Scan the material below for the string "bush", and copy every line where it shows up.

==*==

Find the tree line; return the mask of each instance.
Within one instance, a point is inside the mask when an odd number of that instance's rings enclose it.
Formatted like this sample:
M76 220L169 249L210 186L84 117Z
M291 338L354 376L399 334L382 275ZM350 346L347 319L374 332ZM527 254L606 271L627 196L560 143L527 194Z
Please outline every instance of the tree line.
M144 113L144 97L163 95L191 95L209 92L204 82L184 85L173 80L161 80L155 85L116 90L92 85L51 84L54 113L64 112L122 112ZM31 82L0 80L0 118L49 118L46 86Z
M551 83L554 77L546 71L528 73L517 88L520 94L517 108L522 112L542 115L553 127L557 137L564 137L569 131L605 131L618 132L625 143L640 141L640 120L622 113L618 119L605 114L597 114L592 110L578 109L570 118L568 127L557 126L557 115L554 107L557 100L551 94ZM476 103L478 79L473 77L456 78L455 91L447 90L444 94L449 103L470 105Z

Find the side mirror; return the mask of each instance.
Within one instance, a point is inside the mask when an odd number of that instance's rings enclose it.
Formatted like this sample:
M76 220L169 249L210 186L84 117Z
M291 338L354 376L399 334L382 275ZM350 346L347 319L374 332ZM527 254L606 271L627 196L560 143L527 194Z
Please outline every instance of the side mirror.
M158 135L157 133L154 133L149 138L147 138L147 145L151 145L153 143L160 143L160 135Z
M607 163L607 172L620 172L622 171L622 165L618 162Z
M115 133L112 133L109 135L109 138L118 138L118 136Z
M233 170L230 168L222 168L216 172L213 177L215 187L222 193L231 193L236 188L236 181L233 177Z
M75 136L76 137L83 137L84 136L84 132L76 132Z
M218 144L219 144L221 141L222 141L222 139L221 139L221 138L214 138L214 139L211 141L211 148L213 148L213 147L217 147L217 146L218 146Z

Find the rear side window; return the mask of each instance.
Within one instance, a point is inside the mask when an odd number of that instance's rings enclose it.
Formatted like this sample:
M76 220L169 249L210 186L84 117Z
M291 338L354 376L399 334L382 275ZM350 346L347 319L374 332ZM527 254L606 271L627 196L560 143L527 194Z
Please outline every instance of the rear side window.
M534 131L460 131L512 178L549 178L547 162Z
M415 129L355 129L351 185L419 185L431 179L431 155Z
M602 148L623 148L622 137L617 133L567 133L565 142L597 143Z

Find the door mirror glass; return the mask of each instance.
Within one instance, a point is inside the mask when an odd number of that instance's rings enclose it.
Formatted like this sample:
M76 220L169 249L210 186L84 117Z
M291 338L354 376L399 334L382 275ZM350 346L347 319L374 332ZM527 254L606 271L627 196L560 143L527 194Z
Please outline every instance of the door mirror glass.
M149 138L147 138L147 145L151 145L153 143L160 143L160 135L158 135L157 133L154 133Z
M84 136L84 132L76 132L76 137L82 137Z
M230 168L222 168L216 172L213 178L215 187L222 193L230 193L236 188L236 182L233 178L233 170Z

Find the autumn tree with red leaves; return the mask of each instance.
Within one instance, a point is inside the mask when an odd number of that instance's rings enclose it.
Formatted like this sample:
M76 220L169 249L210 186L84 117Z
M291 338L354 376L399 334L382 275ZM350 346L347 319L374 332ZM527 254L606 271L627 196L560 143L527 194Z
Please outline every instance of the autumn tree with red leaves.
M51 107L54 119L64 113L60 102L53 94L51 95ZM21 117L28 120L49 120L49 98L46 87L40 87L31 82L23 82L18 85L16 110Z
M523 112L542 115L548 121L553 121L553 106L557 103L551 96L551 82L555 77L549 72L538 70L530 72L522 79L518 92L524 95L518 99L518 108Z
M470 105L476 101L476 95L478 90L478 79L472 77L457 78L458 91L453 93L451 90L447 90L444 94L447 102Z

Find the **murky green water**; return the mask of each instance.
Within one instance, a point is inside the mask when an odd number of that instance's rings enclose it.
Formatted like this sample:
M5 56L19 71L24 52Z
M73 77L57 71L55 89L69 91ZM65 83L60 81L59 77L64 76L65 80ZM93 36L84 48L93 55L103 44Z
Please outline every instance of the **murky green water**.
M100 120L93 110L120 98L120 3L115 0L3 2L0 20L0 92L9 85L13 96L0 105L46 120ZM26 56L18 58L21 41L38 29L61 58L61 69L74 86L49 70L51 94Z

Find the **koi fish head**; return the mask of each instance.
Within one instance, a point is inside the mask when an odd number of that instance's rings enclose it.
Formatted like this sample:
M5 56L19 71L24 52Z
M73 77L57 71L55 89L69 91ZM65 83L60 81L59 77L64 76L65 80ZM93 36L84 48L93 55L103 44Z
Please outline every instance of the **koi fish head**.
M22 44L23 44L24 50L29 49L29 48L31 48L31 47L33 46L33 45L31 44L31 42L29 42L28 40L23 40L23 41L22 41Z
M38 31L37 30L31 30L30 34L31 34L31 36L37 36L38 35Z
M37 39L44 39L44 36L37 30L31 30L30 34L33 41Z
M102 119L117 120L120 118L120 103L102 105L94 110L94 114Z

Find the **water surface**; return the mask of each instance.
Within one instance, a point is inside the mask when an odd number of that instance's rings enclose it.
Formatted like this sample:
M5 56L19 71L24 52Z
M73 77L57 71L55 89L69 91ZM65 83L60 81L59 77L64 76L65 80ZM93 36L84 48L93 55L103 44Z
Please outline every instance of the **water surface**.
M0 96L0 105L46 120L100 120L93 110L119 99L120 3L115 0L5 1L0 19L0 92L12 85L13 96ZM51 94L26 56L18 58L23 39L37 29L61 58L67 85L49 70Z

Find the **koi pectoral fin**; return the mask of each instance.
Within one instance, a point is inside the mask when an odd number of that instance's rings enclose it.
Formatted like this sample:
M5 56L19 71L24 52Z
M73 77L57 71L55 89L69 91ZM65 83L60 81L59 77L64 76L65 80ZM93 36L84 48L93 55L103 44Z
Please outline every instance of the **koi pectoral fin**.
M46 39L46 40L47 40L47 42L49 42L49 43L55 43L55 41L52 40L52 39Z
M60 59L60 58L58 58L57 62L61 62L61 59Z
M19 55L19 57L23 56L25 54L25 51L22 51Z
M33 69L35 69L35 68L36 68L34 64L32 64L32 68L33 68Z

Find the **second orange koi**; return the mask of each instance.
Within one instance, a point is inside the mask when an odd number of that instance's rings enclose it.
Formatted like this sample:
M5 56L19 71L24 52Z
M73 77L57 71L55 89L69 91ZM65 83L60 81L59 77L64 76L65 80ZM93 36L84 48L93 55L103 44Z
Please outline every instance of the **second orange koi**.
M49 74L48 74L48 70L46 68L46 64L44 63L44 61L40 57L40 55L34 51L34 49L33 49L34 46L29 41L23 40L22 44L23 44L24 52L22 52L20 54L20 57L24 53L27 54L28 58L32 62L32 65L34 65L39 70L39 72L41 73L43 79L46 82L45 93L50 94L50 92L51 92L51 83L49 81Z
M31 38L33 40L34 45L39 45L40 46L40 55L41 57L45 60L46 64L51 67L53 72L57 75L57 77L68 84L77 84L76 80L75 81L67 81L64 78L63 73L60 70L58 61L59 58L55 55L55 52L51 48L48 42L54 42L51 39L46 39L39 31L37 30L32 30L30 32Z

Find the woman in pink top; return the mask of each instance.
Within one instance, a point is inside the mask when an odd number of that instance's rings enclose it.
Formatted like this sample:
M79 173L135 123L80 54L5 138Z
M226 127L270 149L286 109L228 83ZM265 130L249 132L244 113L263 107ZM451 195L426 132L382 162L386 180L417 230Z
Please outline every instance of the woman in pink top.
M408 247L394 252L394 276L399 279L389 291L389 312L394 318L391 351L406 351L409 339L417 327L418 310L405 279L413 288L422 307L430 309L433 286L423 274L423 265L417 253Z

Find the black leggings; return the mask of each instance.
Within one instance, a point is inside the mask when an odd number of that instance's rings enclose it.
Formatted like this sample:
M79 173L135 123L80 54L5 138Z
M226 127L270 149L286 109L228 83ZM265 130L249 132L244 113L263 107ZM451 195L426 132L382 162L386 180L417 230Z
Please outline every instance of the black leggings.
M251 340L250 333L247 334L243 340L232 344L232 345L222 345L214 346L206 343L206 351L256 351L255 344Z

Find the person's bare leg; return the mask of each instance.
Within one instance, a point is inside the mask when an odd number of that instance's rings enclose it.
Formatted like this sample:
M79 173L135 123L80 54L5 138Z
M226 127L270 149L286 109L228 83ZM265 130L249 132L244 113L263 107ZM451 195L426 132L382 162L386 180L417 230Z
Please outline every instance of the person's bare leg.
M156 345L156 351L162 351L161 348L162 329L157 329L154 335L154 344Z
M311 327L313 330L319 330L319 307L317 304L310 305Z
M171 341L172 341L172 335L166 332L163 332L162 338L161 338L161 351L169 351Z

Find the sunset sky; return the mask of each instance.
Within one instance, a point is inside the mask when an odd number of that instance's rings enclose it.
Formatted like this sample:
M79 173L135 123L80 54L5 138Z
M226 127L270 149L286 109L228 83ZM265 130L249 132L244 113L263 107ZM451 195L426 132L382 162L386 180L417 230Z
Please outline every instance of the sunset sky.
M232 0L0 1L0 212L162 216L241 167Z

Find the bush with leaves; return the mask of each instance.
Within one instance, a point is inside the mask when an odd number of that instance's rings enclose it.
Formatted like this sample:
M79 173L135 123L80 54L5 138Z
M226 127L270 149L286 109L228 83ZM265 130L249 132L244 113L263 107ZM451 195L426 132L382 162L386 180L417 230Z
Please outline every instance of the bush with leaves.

==*==

Answer for the task
Find the bush with leaves; return the mask of each instance.
Please outline every instance of the bush with leaves.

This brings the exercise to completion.